QUOTED TEXT
---------------

Your Go-To-Market Strategy Is Broadcasting. Nobody Is Receiving.

A go-to-market strategy only works if the people it needs to reach are actually open to receiving it. You can have clean positioning, a well-funded channel mix, and a compelling offer, and still find that your routes to market are advertising into silence. The problem is rarely the message. It is more often that the infrastructure you are relying on to carry that message has not been set up to accept it.

This is the go-to-market failure that does not show up in dashboards. Spend is tracking. Impressions are delivering. Click-through rates look reasonable. But revenue is not responding, and nobody can quite explain why. The answer, most of the time, is that the commercial logic underneath the strategy was never properly stress-tested.

Key Takeaways

  • A go-to-market strategy can look healthy on paper and in dashboards while failing commercially, because the routes to market are active but the receiving conditions are not in place.
  • Most GTM failures are not channel failures. They are alignment failures between what the business is offering and what the target audience is actually ready to accept.
  • Correlation between marketing activity and revenue movement is not proof that your GTM strategy is working. It may simply mean you are spending into a market that was already moving.
  • The businesses that grow consistently tend to audit the conditions for acceptance before they scale spend, not after results disappoint.
  • Broadcasting at scale is not a substitute for understanding whether your audience has any reason to stop, listen, and act on what you are saying.

What Does It Mean for Routes to Be Advertising but Not Accepted?

The technical framing in the article title comes from networking. In a mesh or peer-to-peer network, a node can advertise routes, telling the rest of the network that it knows how to get somewhere. But if the receiving peers have , accept-routes set to false, those advertisements are simply ignored. The route exists in theory. Traffic never flows.

The marketing parallel is exact. Your GTM motion can be announcing itself loudly across paid search, social, email, and events. The routes are being advertised. But if the conditions on the receiving end are not configured correctly, nothing gets through. The audience does not recognise the relevance. The sales team cannot close what marketing sends. The product does not match the promise at the point of conversion. The route exists. The connection does not.

I have watched this play out more times than I care to count. Early in my time running an agency, we inherited a client who had spent aggressively on a multi-channel launch campaign. The creative was good. The targeting was defensible. The media plan was reasonable. But the sales team had not been briefed on the campaign messaging, the landing pages were still pointing to the old product positioning, and the CRM had not been set up to handle inbound at volume. The routes were advertising. Nothing was accepting the traffic.

Why GTM Teams Confuse Activity with Connectivity

Part of the reason this problem persists is that modern marketing infrastructure makes it very easy to measure activity and very difficult to measure whether that activity is actually connecting with anything.

Impressions are measurable. Clicks are measurable. Form fills are measurable. Whether any of those things are reaching people who are genuinely ready to engage with your offer, in a context where your value proposition lands correctly, is much harder to pin down. So teams default to measuring what they can measure, and they optimise toward those numbers, and the strategy looks productive right up until the revenue numbers tell a different story.

Vidyard’s research into why GTM feels harder than it used to points to something important here: the problem is not usually that teams are doing less. It is that the signal-to-noise ratio has collapsed. More channels, more content, more touchpoints, and less confidence that any of it is actually reaching the right people in the right state of mind.

When I was judging the Effie Awards, I saw this pattern in award entries too. Brands would submit campaigns with impressive reach and frequency numbers, and then draw a straight line to revenue growth as though the two were obviously connected. Sometimes they were. Sometimes the market was already growing and the brand had simply been present. The campaign had been advertising routes. Whether the audience had been set to accept them was a question nobody had asked.

---------------

MATERIAL PROVIDED
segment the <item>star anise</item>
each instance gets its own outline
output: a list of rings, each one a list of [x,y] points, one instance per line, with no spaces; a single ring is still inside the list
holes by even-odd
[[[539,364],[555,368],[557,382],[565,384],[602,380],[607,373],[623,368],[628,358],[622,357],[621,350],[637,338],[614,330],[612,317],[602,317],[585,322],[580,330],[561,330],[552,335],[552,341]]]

---------------

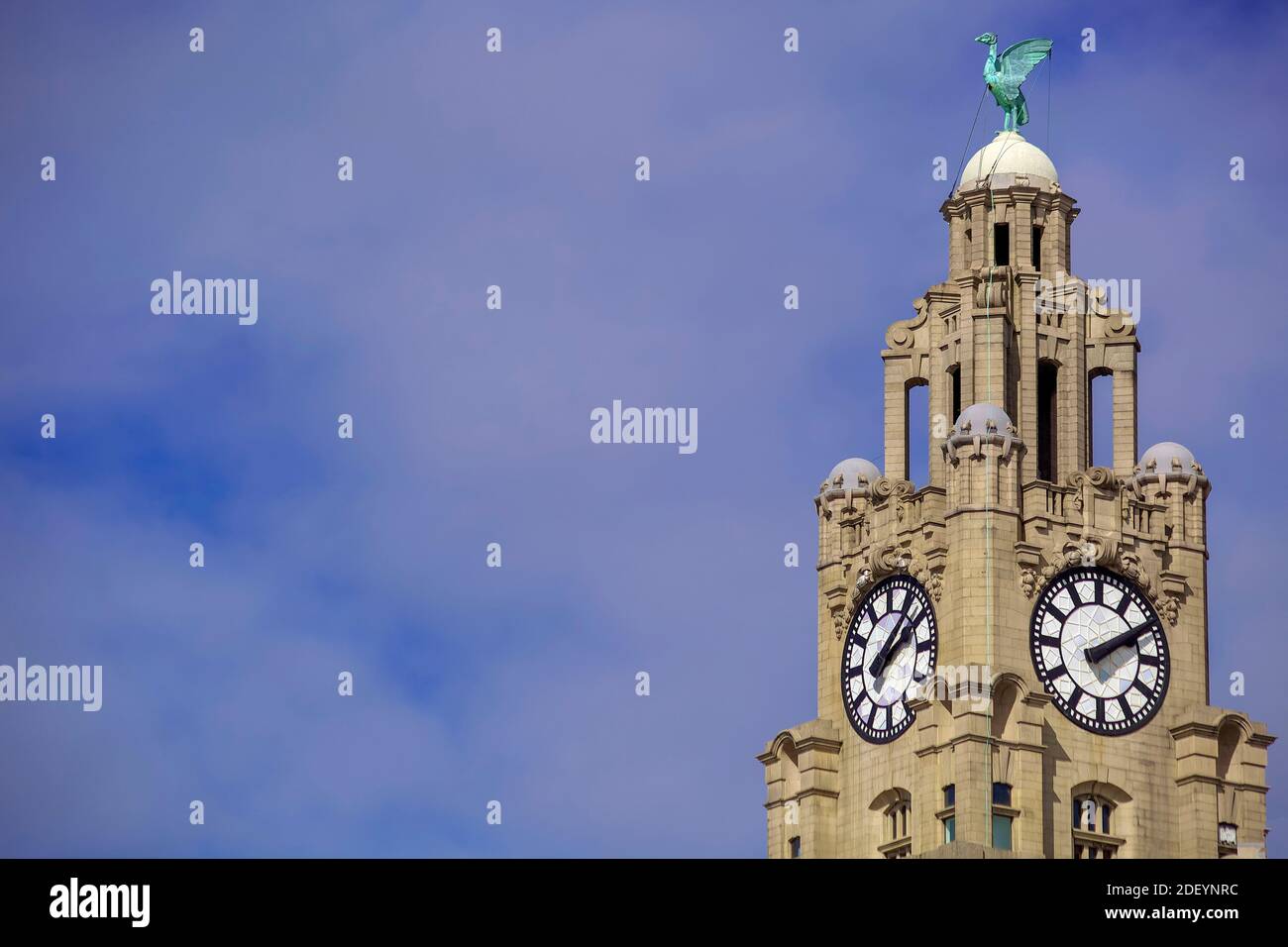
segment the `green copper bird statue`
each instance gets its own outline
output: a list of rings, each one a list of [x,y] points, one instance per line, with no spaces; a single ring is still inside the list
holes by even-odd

---------------

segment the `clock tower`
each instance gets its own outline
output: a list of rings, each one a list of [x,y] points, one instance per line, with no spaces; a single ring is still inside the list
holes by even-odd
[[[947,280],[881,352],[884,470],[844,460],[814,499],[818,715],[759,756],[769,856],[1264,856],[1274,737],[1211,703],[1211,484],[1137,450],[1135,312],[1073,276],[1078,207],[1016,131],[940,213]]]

---------------

EXERCISE REQUIREMENTS
**A.** Copy out everything in the go-to-market article from "The marketing parallel" down to "connection does not.".
**B.** Which marketing channels does the go-to-market article name as places where a GTM motion can be announcing itself loudly?

ANSWERS FOR THIS EXERCISE
**A.**
The marketing parallel is exact. Your GTM motion can be announcing itself loudly across paid search, social, email, and events. The routes are being advertised. But if the conditions on the receiving end are not configured correctly, nothing gets through. The audience does not recognise the relevance. The sales team cannot close what marketing sends. The product does not match the promise at the point of conversion. The route exists. The connection does not.

**B.**
- paid search
- social
- email
- events